- [Task description]:
Extract each line of the material below that contains the string "light". Case counts.

- [Items]:
····················
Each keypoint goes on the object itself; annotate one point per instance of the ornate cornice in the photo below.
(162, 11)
····················
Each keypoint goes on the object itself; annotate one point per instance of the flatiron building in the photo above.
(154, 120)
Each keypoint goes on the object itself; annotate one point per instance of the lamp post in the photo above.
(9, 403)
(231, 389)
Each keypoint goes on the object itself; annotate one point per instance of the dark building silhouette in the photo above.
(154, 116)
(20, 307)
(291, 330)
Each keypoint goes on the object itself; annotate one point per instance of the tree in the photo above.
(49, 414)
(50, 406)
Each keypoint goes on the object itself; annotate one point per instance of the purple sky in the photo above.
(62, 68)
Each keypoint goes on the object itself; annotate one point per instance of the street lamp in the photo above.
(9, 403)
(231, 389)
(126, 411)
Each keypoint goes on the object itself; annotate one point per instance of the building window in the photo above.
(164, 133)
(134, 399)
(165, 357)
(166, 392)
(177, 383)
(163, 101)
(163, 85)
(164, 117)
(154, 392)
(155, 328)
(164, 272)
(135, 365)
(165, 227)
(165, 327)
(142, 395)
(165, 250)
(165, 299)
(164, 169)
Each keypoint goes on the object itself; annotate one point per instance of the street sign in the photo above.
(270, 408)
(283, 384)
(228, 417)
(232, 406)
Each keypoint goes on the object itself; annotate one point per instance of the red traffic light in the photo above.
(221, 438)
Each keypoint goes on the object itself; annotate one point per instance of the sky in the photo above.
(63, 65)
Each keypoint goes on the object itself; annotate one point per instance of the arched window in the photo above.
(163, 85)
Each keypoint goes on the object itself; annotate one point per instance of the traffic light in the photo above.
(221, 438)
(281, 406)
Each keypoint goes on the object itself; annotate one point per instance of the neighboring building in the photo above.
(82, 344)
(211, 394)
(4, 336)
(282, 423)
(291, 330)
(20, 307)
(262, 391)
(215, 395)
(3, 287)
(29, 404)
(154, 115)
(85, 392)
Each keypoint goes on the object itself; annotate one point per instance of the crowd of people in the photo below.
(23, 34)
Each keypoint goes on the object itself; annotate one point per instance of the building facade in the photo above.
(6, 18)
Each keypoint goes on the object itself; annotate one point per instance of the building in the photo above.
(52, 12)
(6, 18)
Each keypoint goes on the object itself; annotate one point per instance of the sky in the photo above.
····················
- [Task result]:
Each keypoint goes on the object itself; annotate one point per instance of the red traffic light in the photo above.
Each keypoint goes on the object itself; annotate one point per instance of the traffic light in the photo above.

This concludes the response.